Task instructions - Reprint the listing. Every line must match the original exactly.

------ Material supplied ------

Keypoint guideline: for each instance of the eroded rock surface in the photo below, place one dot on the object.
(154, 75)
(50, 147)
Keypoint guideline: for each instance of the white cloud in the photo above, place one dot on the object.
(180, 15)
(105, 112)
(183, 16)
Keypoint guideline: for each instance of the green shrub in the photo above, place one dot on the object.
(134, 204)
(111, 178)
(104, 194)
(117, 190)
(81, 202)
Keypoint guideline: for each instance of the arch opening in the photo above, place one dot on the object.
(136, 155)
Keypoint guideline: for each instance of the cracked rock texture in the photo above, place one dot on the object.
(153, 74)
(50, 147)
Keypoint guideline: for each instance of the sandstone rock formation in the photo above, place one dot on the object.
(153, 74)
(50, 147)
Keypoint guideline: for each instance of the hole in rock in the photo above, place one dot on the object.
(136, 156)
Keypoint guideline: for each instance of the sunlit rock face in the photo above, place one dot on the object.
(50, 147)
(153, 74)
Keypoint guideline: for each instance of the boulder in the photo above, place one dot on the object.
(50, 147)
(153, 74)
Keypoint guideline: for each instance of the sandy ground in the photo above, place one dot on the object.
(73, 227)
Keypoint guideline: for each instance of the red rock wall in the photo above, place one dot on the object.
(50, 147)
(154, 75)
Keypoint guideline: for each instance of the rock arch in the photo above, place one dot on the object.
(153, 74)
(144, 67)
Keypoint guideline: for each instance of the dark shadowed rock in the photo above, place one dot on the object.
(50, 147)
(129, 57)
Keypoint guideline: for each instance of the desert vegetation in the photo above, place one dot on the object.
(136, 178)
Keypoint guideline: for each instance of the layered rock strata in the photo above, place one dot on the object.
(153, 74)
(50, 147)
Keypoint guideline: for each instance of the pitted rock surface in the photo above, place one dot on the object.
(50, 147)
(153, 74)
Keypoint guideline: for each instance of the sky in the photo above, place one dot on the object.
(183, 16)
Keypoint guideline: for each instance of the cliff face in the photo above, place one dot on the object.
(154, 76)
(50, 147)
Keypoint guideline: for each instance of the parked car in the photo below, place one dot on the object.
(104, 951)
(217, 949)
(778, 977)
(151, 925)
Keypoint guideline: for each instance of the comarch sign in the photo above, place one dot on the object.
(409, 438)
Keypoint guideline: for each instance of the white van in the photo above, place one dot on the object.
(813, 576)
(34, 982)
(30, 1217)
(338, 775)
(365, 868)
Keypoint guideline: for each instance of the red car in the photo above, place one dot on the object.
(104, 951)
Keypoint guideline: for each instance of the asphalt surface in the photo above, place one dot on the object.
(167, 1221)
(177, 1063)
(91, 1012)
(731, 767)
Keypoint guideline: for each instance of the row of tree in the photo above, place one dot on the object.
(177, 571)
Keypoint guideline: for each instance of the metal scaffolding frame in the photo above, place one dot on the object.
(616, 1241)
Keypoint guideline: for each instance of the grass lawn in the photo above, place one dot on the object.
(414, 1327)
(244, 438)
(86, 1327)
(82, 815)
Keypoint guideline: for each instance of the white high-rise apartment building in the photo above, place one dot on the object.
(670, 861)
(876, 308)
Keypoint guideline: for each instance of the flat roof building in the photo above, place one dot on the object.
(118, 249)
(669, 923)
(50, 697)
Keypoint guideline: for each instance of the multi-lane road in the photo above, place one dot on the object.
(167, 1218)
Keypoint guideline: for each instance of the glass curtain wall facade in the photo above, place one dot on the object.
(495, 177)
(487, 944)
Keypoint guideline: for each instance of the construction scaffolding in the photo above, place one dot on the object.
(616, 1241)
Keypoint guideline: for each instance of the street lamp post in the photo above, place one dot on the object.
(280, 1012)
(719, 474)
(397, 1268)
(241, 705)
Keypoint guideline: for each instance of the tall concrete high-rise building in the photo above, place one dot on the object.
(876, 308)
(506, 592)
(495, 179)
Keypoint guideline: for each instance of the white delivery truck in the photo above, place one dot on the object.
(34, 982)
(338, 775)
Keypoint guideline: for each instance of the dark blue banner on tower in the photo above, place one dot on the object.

------

Result -
Keypoint guideline: for each instance of the eroded rock surface in the photo below, place one dot on the object.
(154, 75)
(50, 147)
Keypoint guideline: for each instance of the white cloud in the photo above, place one dot on the object.
(180, 15)
(105, 112)
(183, 16)
Keypoint guideline: for each instance of the green shrub in the photo above, place one dot on the object.
(134, 204)
(111, 178)
(104, 194)
(117, 190)
(81, 202)
Keypoint guideline: for each instance of the arch opening in the photo above, place one dot on the object.
(136, 155)
Keypoint guideline: for each instance of the cracked rock texture in the photo above, place one dot on the object.
(153, 74)
(50, 147)
Keypoint guideline: for each instance of the sandstone rock formation in the photo above, place one dot on the object.
(153, 74)
(50, 147)
Keypoint guideline: for each instance of the hole in rock in the photo above, place one dot on the object.
(136, 156)
Keypoint guideline: for each instance of the sunlit rock face in the photo above, place one dot on the object.
(50, 147)
(153, 74)
Keypoint guideline: for each instance of the boulder in the photo above, place one dot on the object.
(50, 147)
(153, 74)
Keypoint guideline: for each instance of the sandy ground in the photo above, place one dot on the object.
(73, 227)
Keypoint guideline: for each instance of the red rock wall in the photo above, place one dot on the object.
(50, 147)
(154, 75)
Keypoint guideline: for each instance of the rock arch in the photo above, place one dot on the object.
(153, 74)
(144, 67)
Keypoint guideline: for each instance of the dark shadowed rock in the photo above, place one dot on the object.
(50, 147)
(129, 57)
Keypoint guideline: for each instance of the desert vegetation in the photo above, place one dot on the object.
(136, 178)
Keypoint guideline: for each instance of the layered rock strata in the photo above, place one dot on the object.
(153, 74)
(50, 147)
Keypoint guideline: for each instance of the pitted rock surface in the photo above, place one dot on the object.
(50, 147)
(153, 74)
Keypoint guideline: for each instance of the sky in the photo above, place one dot on the object.
(183, 16)
Keypoint guideline: for each instance of the cliff face in the photo above, place one dot on the object.
(154, 76)
(50, 147)
Keypoint guideline: for each instance of the parked car in the photo below, place one dot on the object.
(104, 951)
(217, 949)
(778, 977)
(151, 925)
Keypoint guideline: for each instance of the comarch sign in the photo above, place one dot on the object.
(409, 438)
Keypoint guideline: for each instance of the white van in the photo above, place one dot on the object.
(813, 576)
(34, 982)
(30, 1217)
(338, 775)
(365, 868)
Keypoint guideline: for each instance of the red car in the photo above, place one dot on the object.
(104, 951)
Keypoint guideline: for each instance of the asphalt surface in the photo above, place one dot on the object.
(167, 1221)
(177, 1063)
(91, 1012)
(731, 767)
Keypoint guideline: for each instance of the row of tree in the photo above, place one dot on the object.
(177, 571)
Keypoint guideline: for each instance of the metal scaffolding frame in the photo above, place one dot on the object.
(616, 1241)
Keypoint guideline: for each instance of the grass lawn in the photo above, place one dot on the object.
(414, 1327)
(244, 438)
(86, 1327)
(82, 815)
Keypoint guideline: for each instance of the white high-rise apartment building in the photo above, place one dot on the object.
(670, 861)
(876, 308)
Keypoint guideline: for each instance of the flat roof building in the photo above, place one dot on the object.
(118, 249)
(669, 923)
(50, 697)
Keypoint guideline: for each instance of the multi-lane road in the photo above, place one dot on the object.
(167, 1218)
Keypoint guideline: for each instance of the glass curtain wall facade in the photo above, place one dot on the object.
(495, 177)
(487, 944)
Keypoint guideline: for each instance of the construction scaffolding in the photo above, place one dot on the object.
(616, 1241)
Keypoint guideline: for each instance of the street lamp post in the photo above, place one dot on the object.
(280, 1012)
(719, 474)
(397, 1268)
(241, 705)
Keypoint guideline: for each instance of the tall concrete high-rise building in the photo above, place one dot on the object.
(876, 308)
(506, 592)
(495, 179)
Keypoint guideline: for each instance of the white delivery truck in the photo above, place one dot on the object.
(34, 982)
(338, 775)
Keypoint guideline: for each instance of the dark blue banner on tower in the photo above, place one dot on the object.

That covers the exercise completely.